*TASK*
Swap "camera-trap tally" for "field survey count" in the lines from the one with "of the person" up to and including the one with "point(983, 472)", and give back only those lines with nothing else changed.

## Begin

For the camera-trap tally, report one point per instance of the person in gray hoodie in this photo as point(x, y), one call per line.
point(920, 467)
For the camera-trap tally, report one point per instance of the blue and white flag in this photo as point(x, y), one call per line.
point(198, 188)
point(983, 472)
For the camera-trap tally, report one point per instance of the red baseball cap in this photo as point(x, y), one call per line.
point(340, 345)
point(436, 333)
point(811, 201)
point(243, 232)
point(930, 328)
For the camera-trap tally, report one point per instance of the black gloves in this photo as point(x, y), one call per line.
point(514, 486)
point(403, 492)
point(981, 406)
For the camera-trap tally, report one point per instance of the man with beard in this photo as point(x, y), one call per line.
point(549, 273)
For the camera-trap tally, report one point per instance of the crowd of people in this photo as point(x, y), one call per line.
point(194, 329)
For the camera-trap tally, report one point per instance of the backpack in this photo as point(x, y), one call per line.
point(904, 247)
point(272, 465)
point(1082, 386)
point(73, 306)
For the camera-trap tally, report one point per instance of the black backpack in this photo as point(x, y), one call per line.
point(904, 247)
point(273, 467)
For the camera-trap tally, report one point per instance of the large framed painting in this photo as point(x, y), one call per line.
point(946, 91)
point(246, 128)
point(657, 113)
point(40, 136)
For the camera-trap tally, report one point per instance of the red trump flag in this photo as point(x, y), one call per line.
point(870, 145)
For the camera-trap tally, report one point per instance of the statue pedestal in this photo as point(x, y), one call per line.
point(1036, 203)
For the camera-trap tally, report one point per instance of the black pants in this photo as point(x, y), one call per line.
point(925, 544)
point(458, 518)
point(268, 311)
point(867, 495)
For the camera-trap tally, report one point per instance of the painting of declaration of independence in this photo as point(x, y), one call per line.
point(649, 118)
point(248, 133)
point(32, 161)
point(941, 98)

## End
## Begin

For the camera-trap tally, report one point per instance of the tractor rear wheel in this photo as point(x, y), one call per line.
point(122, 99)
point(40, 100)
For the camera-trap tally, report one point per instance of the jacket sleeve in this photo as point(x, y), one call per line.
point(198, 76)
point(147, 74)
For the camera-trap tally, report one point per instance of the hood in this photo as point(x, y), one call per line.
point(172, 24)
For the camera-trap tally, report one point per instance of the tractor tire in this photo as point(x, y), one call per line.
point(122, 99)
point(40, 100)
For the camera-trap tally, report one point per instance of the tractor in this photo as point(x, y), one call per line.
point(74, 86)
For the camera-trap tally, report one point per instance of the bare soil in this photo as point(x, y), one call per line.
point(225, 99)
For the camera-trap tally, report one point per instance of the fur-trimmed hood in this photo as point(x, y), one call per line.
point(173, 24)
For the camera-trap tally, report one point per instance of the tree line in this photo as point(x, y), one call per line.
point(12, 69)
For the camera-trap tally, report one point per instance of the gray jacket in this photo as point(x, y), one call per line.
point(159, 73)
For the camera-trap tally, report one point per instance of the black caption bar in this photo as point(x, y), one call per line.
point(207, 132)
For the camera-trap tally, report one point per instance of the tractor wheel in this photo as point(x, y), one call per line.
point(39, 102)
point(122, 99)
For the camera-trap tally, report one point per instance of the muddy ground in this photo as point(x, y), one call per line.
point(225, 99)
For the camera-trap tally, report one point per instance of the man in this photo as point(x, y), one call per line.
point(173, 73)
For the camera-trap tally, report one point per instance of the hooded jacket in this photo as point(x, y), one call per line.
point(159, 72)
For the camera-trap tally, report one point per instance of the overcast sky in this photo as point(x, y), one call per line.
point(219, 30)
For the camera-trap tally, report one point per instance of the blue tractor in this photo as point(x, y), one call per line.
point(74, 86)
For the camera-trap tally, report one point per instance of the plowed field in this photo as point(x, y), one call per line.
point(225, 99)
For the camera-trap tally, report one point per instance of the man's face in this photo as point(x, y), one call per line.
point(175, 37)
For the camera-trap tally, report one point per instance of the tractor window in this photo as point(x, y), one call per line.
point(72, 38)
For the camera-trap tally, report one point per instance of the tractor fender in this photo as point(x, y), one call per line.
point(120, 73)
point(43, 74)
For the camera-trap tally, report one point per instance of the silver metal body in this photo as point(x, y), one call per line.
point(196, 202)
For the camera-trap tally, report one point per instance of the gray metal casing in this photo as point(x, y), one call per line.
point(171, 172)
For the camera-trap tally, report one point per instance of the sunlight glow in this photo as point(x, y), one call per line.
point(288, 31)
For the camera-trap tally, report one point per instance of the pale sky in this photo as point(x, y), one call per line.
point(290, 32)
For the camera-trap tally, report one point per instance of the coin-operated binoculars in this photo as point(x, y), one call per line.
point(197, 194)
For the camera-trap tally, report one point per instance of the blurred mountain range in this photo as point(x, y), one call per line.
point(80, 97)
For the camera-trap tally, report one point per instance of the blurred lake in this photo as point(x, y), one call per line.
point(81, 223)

## End

*THE SOLUTION*
For the field survey count, report one point per instance of the person in gray hoodie in this photo as point(x, y), one call per line.
point(920, 467)
For the field survey count, report one point per instance of the blue and white flag in this photo as point(x, y), one call per line.
point(198, 188)
point(983, 472)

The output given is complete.